== TEXT SEGMENT ==
Getting Personalized Learning Right the First Time

elementary students smiling and doing personalized learning art project

By Karla Phillips-Krivickas and Ace Parsi

This post is the second in a three-part series. Read the first post here.

Facing the daunting challenge of preparing all students for college, career and civic success, educators, students and their families are caught in a persistent churn of educational reforms and innovations, one following the other. But have these innovations really moved the needle for students with disabilities? If not, why? For answers, let’s consider the standard playbook for far too many reforms:

  1. Identify a challenge facing the system;
  2. Create a strategic plan to address that challenge with aspirations for how your strategy will address the needs of all learners;
  3. When reality bumps against aspirations, create a subcommittee to think through how the plan and its associated investments can be modified to address the needs of students with disabilities and other struggling learners; and
  4. When that fails, go back to the drawing board and repeat.

The persistent incapacity of the system to change shouldn’t be a surprise—we are often stuck retrofitting well-intentioned ideas for students whose needs were too complicated to fit into our original models in the first place.

Approaches to personalized learning are riding the wave of educational innovation. If implemented well, the benefits for students with disabilities and other struggling learners are numerous and exciting: more engaging educational experiences, systems focused on students’ challenges, strengths and interests, multiple ways to access content, and on-time, targeted supports. It’s because we are excited by this potential that we are adamant that the new approach must be designed for the success of all learners.

Specifically, we encourage implementers to place the challenges that students with disabilities (and other struggling learners) might face in personalized learning systems at the forefront, create a strategic plan to address those challenges, and believe that in the process, it is not only students with disabilities that benefit, but all other non-average learners as well. After all, the fundamental fallacy in our past approaches to reform and innovation—as Todd Rose points out so skillfully—is that while the average learner is convenient for our models, in reality that learner doesn’t exist.

With interest growing and momentum building, it’s important to take a moment to reflect on the five leading challenges educators, schools, districts and states scaling personalized learning must attend to:

  1. Meeting students where they are while maintaining high expectations. -Personalized learning shouldn’t be seen as an exit lane from holding ourselves accountable to high expectations for all learners. States, districts, and schools should set high expectations of knowledge, skills and dispositions essential for 21st-century success of all learners and hold themselves accountable for that success.
  2. Educator capacity must also evolve. Personalized learning isn’t just about new student competencies, but new educator competencies as well. Teachers, leaders and paraprofessionals will need specific skills to support the success of students with disabilities. This includes competencies to collaborate across general and special education, interpret and use new data within these systems, and implement frameworks such as universal design for learning.

== EXCERPTED DATA ==
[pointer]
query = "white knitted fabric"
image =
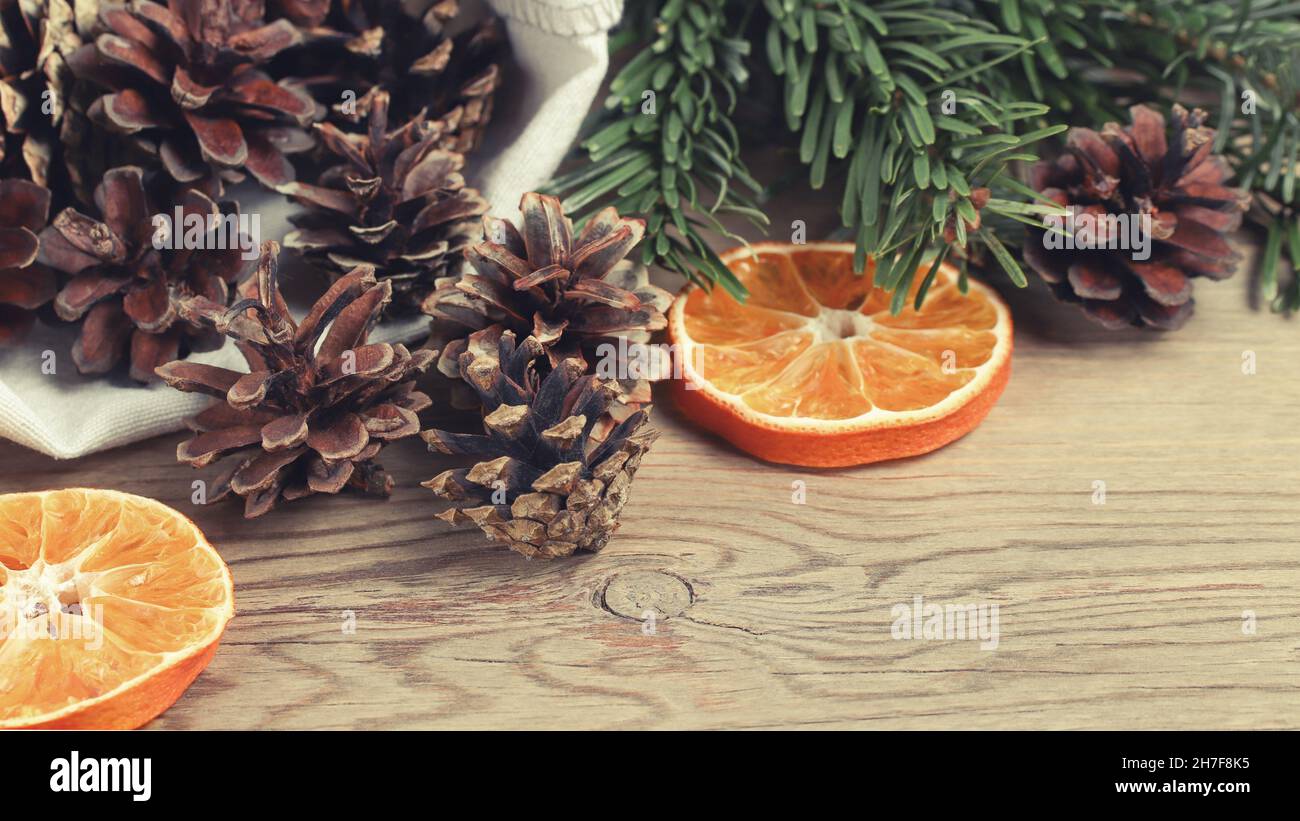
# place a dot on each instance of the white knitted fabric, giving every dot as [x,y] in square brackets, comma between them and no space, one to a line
[559,50]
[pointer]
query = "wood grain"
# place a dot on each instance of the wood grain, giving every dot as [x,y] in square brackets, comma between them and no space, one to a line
[770,613]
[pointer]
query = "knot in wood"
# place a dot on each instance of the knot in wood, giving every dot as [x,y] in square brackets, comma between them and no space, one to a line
[632,595]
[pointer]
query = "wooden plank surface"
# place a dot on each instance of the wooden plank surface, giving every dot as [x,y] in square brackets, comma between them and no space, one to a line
[771,613]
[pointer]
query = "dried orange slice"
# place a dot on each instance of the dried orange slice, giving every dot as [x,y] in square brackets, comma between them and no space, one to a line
[111,606]
[813,369]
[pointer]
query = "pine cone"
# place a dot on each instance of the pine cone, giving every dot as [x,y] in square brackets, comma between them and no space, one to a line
[1131,172]
[124,290]
[25,283]
[398,203]
[358,48]
[187,88]
[570,294]
[546,486]
[317,404]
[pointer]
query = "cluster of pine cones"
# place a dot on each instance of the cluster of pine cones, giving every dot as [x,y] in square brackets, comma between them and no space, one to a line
[116,112]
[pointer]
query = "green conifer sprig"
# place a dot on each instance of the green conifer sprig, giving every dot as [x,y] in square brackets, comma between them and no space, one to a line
[668,150]
[882,96]
[867,92]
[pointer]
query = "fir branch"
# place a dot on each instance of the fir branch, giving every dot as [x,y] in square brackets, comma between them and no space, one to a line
[892,98]
[1234,59]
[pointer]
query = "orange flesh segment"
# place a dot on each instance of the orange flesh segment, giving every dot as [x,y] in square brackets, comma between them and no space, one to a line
[96,590]
[817,341]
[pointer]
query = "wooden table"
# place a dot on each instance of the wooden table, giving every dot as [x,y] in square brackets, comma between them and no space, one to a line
[767,613]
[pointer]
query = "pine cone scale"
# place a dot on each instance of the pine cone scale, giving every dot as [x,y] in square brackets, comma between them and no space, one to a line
[1160,176]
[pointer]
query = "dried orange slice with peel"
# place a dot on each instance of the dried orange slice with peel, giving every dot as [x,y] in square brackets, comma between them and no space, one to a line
[111,606]
[813,369]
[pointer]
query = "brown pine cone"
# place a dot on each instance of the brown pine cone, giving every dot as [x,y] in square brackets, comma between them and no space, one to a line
[25,283]
[397,203]
[1170,176]
[571,294]
[319,403]
[358,48]
[124,289]
[545,485]
[35,40]
[187,88]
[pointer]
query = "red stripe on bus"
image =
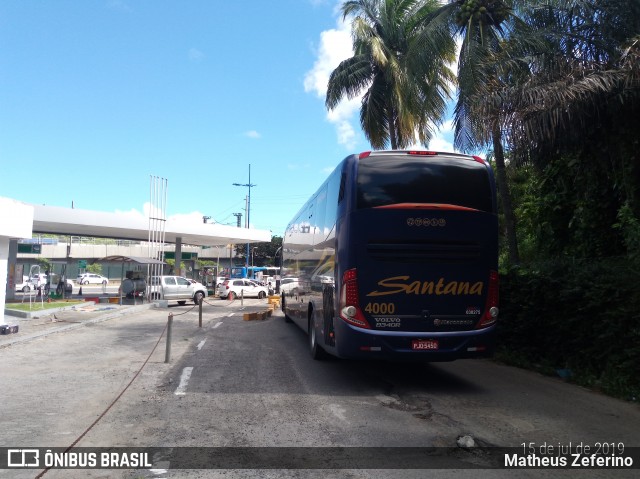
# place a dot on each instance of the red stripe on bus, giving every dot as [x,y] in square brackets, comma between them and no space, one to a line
[425,206]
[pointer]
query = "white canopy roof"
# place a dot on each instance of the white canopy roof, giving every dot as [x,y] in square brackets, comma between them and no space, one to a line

== WHAT YOU NEED TO DO ==
1. Extract the part of the personalized learning article starting with "The persistent incapacity" and going on through "success of all learners.", copying it word for word.
2. Pick up the personalized learning article after its last sentence and keep writing.

== ANSWER SET ==
1.
The persistent incapacity of the system to change shouldn’t be a surprise—we are often stuck retrofitting well-intentioned ideas for students whose needs were too complicated to fit into our original models in the first place.

Approaches to personalized learning are riding the wave of educational innovation. If implemented well, the benefits for students with disabilities and other struggling learners are numerous and exciting: more engaging educational experiences, systems focused on students’ challenges, strengths and interests, multiple ways to access content, and on-time, targeted supports. It’s because we are excited by this potential that we are adamant that the new approach must be designed for the success of all learners.

2.
  3. Ensuring accessibility must be intentional. Schools embarking on this transition must be strategic and intentional with every decision. Every investment a school or district makes in supporting personalized learning—from learning management systems and blended learning platforms procured to internship programs facilitated—needs to be accessible to the range of diverse learners in our classrooms.
  4. Many struggling learners will still need additional support. The inconvenient reality of personalized learning systems is that many struggling learners enter them in higher grades already considerably behind their peers, and many others will need significant supports to master more rigorous knowledge, skills and dispositions. States, districts and schools interested in personalized learning must make significant investments in 21st-century multi-tiered systems of support to ensure that personalized learning leads to closing rather than widening learning gaps.
  5. Parent engagement must be a priority. Parents of students with disabilities and other struggling learners aren’t new to the educational reform game, and rightfully might approach personalized learning conversations skeptically given past broken promises and failures. States, districts and schools must be intentional about communicating the need for and practical differences in the experiences personalized learning systems invite, and be proactive in engaging parents in the initiative’s success.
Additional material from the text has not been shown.